EXTRACTED TEXT:
-*-*-
Interview: Michael Zadoorian
Midwestern Gothic staffer Henry Milek talked with author Michael Zadoorian about his book Beautiful Music, music, alternative mediums, & more.
Henry Milek: What’s your connection to the Midwest?
Michael Zadoorian: I’ve lived in Michigan all my life. I am a Midwesterner.
HM: As a lifelong resident of Detroit, what would you say makes Detroit unique among American cities, and how has this influenced your writing?
MZ: Detroit is an enormous part of who I am as a person and a writer. I grew up in the city, got both my degrees at Wayne State University in Detroit, met my wife here, lived my life here, so it’s deeply ingrained in me. It’s home. I love it here and don’t want to live anywhere else. There’s a determination and spirit that Detroiters possess that you won’t find anywhere else. There’s something about being from a place like this that inspires creativity. Part of that is because of Detroit’s many troubles, from being a place that felt abandoned and broken, that the rest of the country mocked and derided. You worry less about “making it” here. You just want to make something.
HM: Detroit has a tumultuous history over the last century or so, from the automobile boom to the Civil Rights movement to the economic collapse. How would you say this history has influenced Detroit’s sense of identity – particularly in the arts? Why is it important for Detroit artists to tell stories of the city from their own perspectives?
MZ: Being from a place like Detroit affects you because the city has been on a fairly downward spiral for the past 50+ years or so. And in the last 20 or so, we’ve pretty much been a joke to the rest of America. Not long ago, if you told someone that you were from Detroit, you’d either get a look of pity or they’d expect you to pull a gun on them. Pathos or badass, that’s all we’d get. We were perceived to be a desolate, abandoned place, a broken city. And in many ways, we were. How can that not affect what you create?
That said, I think there’s definitely a Detroit aesthetic. I see it in the writing, the music, the art, everywhere. Living around here, you gain an appreciation for the imperfect, the forgotten, the broken, the abandoned, and it imbues your work. Artists from around here often find beauty in things that others may not find beautiful.
-*-*-
AIM 1:
Can you output the interview with Michael Zadoorian, word for word, from "Henry Milek: What’s" down to "influenced your writing?"?
AIM 2:
Can you answer these questions from the interview with Michael Zadoorian?
(a) What is the title of his book named in the introduction?
(b) At which university did he earn both of his degrees?
(c) For roughly how many years does he say Detroit has been on a fairly downward spiral?
AIM 3:
Could you take the interview with Michael Zadoorian further, picking up after its final sentence?
The lines that follow are separate material, unrelated to the interview with Michael Zadoorian.

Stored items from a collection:
-*-*-
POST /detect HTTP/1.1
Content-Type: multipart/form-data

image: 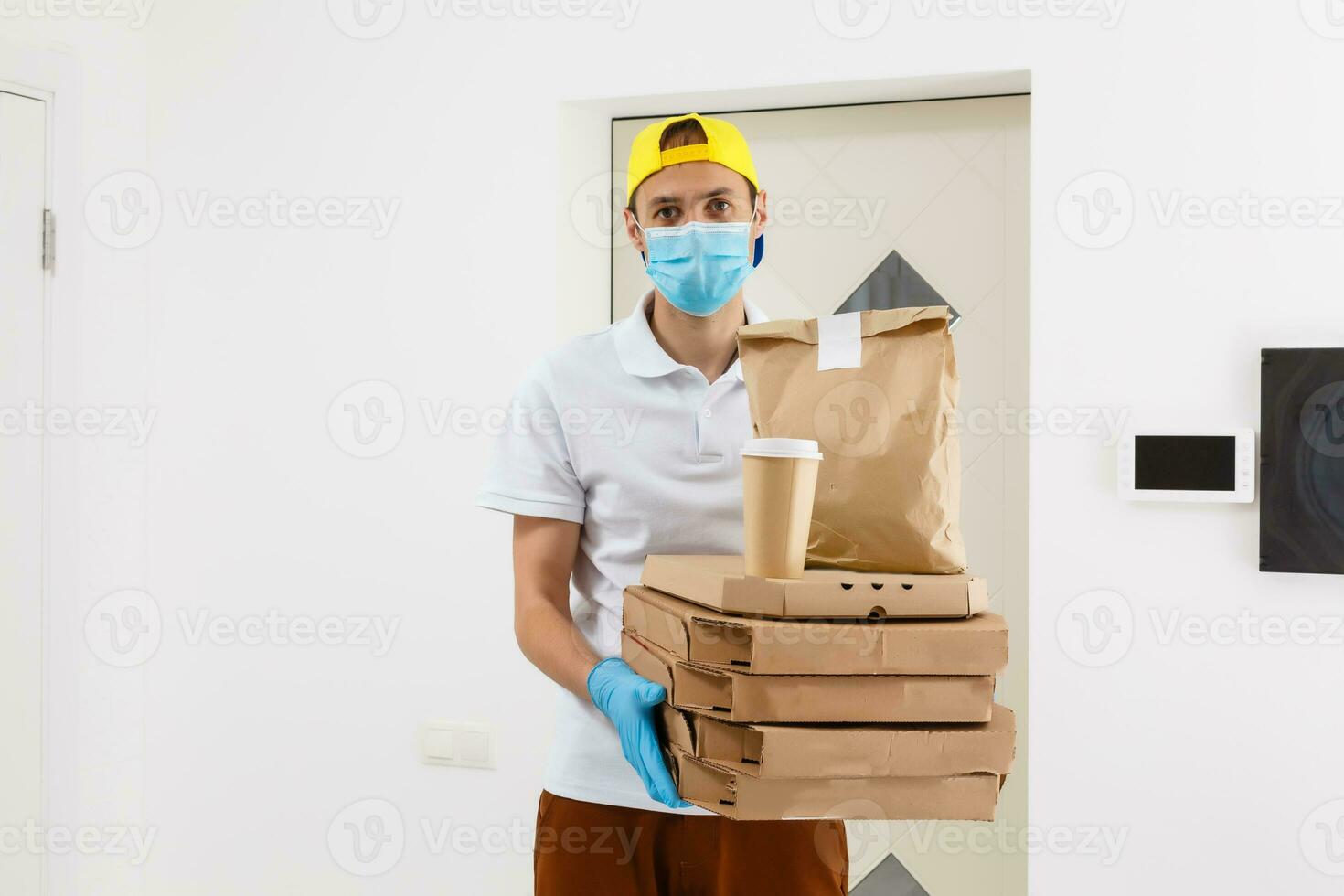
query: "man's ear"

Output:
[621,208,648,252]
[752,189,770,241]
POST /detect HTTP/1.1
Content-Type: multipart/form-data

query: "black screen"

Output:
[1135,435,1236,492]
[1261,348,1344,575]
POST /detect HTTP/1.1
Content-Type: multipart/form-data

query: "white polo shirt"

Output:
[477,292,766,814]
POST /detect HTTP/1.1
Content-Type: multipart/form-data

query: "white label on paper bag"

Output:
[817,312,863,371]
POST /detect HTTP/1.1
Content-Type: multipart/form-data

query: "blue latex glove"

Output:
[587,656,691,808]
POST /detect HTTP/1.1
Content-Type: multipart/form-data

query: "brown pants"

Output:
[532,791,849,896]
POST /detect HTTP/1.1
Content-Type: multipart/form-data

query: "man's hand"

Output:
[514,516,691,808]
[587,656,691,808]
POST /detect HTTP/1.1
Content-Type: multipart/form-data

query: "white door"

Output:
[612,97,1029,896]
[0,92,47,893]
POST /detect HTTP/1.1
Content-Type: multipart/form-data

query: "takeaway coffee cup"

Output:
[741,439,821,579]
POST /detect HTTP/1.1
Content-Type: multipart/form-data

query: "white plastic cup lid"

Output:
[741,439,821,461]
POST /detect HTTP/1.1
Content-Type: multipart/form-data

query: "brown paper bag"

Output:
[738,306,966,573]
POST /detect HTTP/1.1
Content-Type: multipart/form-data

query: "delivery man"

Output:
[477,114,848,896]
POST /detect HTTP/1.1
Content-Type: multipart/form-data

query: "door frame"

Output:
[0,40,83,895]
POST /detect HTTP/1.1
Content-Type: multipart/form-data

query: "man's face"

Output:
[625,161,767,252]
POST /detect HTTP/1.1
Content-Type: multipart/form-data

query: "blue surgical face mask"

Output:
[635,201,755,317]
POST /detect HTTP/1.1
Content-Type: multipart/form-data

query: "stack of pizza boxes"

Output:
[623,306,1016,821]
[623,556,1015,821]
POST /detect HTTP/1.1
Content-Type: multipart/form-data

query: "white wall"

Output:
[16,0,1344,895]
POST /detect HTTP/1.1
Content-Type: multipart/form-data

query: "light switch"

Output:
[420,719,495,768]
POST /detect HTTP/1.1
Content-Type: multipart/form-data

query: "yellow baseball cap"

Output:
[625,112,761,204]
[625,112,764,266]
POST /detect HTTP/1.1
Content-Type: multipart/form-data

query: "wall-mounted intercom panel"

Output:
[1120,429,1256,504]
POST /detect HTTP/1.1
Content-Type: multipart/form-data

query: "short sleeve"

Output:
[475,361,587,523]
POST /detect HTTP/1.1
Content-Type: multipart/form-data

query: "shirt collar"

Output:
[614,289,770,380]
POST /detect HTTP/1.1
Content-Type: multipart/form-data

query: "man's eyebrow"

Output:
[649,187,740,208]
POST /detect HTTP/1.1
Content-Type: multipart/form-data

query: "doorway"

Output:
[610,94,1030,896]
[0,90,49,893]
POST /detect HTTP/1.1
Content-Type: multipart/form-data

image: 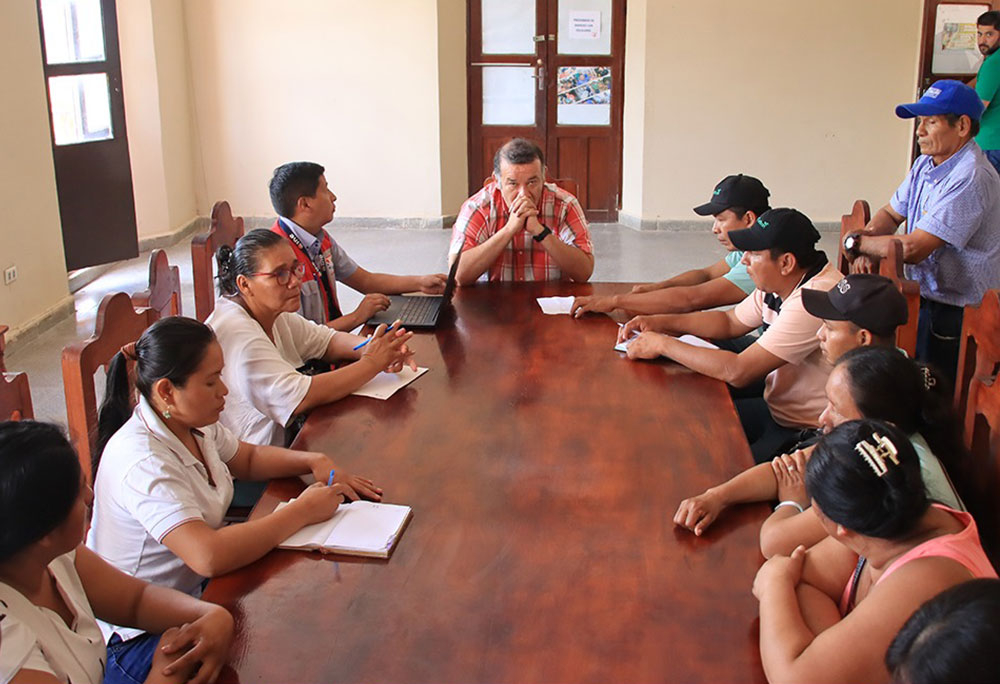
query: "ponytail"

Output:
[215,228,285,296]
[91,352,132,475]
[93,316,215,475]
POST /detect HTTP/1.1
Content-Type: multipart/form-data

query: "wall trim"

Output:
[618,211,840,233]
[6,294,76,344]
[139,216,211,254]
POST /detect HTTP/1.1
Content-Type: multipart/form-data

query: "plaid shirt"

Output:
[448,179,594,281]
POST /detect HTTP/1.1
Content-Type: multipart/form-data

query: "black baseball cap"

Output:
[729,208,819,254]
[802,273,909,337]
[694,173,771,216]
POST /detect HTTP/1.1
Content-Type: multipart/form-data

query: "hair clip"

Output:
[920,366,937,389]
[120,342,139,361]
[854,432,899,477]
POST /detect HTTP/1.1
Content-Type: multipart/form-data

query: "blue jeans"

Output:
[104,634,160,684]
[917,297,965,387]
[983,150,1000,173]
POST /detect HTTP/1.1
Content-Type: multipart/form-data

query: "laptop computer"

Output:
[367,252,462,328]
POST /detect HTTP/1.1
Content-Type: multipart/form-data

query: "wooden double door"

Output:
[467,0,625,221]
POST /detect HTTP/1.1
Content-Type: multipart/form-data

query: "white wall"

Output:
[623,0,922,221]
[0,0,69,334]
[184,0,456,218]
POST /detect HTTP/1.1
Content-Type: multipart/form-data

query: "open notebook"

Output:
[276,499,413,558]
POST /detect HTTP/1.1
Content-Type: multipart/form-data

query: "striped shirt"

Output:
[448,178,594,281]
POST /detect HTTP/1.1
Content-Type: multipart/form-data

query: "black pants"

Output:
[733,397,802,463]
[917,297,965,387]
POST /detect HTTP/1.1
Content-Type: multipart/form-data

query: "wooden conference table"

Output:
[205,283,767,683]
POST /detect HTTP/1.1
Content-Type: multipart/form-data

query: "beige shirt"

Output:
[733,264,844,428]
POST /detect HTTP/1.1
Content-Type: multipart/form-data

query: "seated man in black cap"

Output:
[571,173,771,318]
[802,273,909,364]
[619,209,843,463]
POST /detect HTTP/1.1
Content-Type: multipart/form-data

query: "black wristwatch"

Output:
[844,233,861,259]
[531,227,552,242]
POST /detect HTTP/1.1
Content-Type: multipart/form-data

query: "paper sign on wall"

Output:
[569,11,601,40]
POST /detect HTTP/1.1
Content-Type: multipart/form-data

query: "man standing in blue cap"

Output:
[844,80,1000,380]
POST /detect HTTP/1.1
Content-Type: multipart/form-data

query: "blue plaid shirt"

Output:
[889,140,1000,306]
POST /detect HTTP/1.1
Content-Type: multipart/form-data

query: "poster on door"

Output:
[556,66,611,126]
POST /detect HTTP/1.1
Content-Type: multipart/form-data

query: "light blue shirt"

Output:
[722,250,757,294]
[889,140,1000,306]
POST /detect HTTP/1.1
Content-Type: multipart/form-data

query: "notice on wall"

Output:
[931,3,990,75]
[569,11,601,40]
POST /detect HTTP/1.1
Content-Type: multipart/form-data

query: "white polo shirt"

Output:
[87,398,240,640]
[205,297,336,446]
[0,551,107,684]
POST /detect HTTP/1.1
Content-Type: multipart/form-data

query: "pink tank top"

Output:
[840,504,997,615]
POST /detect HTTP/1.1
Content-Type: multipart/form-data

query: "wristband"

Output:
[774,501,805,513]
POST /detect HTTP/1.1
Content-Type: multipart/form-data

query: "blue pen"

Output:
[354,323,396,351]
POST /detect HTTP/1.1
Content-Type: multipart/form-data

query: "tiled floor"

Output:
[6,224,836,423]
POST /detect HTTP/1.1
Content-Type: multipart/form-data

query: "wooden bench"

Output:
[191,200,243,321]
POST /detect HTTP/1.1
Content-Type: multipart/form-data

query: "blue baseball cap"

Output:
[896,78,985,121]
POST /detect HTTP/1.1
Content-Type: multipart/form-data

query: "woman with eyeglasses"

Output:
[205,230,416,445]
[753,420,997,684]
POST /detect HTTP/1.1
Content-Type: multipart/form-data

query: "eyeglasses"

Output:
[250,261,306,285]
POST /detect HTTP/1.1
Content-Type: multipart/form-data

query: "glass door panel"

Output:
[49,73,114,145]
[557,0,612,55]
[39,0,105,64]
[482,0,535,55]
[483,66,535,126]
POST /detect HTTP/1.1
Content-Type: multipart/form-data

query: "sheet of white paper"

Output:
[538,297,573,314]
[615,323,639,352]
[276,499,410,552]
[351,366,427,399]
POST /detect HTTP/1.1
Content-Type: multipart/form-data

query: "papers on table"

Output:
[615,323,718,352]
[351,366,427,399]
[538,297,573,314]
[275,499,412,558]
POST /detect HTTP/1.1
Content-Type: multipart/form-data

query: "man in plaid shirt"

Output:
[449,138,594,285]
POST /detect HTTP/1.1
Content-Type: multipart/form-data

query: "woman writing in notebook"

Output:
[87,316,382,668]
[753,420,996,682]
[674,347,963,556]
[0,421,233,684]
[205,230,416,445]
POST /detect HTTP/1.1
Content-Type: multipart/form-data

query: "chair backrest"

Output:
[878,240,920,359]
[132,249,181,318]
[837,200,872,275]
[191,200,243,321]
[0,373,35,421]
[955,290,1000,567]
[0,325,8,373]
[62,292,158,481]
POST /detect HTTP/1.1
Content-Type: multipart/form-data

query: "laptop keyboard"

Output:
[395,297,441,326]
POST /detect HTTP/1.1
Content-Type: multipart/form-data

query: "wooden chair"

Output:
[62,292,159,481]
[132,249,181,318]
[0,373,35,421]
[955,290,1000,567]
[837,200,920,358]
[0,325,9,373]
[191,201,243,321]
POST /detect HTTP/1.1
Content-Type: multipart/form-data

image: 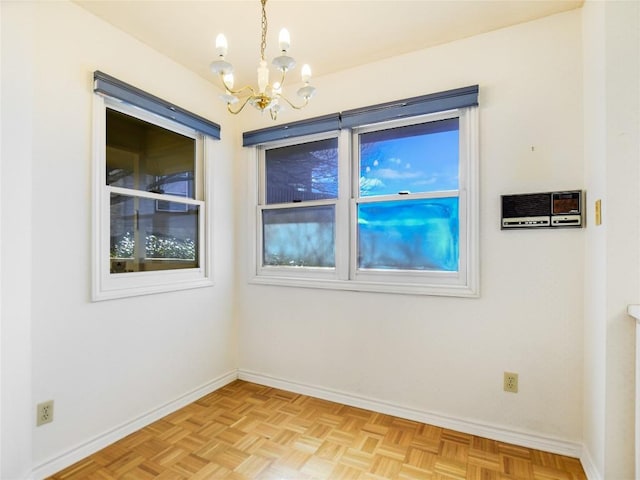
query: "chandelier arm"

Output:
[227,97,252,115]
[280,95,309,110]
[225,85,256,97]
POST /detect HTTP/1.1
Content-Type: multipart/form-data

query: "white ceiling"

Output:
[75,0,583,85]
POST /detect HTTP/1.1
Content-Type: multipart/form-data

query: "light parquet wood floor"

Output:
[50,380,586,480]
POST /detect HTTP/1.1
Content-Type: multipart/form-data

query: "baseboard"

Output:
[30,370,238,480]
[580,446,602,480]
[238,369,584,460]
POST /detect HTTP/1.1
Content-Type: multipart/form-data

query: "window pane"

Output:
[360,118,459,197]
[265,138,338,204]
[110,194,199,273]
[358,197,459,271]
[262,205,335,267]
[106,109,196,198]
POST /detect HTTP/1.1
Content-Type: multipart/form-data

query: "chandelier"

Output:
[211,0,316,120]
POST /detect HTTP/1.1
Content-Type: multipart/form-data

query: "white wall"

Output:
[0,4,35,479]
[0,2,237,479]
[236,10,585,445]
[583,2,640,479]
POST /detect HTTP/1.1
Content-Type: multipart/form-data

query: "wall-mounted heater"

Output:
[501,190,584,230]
-*-*-
OUTPUT 1:
Henry Milek: What’s your connection to the Midwest?
Michael Zadoorian: I’ve lived in Michigan all my life. I am a Midwesterner.
HM: As a lifelong resident of Detroit, what would you say makes Detroit unique among American cities, and how has this influenced your writing?

OUTPUT 2:
(a) Beautiful Music
(b) Wayne State University in Detroit
(c) The past 50+ years or so

OUTPUT 3:
Detroit is very much a character in Beautiful Music since it is set in the years following all its violence and social unrest of the ’67 Rebellion. I have memories of that time. I was a child, so it was scary, though I’m not entirely sure I completely understood what was going on at the time. I don’t think my mother and father were letting me watch much of the coverage on TV. But I do remember seeing towers of smoke rising into the sky from all the fires. The air in my neighborhood was hazy and there were the cinders falling from the sky. There were constant sirens from police cars racing down Fenkell Road, not to mention the rumble of tanks or other military vehicles. We were lucky not to be in the middle of it, but still, it was chilling.
At a certain point, it was inevitable that all the racial tensions would be a big part of the book. That’s when it started to feel like it was coming together. The ’67 Rebellion casts a long shadow over this book. There is lingering evidence of the damage and after-effects on the city and the characters throughout.
HM: Your new novel Beautiful Music takes place in the Detroit in the early ‘70s. What was your thinking in writing in this setting? What attracted you about writing on the ‘70s?
MZ: One reason is that it was the 70’s when I came of age and I think in some ways, I wanted to do some detective work on my own past. Writing a coming-of-age story is certainly an excuse to look at one’s early life as a way to figure out how you arrived at your version of adulthood. When I started making notes for the book, as I was writing out all this high school stuff, I kept thinking: “What am I doing? Am I writing a YA book?” I have nothing against YA, but it was nothing I ever set out to do as a writer. Still, I decided not to worry about any of that and just to see where it would take me. I see now that I was kind of uncoiling my own past.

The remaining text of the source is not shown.